(Aim of the task): All of the data below must be reproduced word for word, but without its images.

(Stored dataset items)
_____

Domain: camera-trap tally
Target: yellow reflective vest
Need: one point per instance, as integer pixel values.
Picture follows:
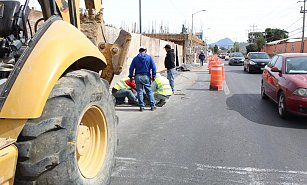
(163, 87)
(121, 85)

_____

(Output of the exercise):
Domain: camera-trap tally
Target: yellow reflective vest
Need: one point per instance, as integer pixel values.
Picture follows:
(163, 87)
(121, 85)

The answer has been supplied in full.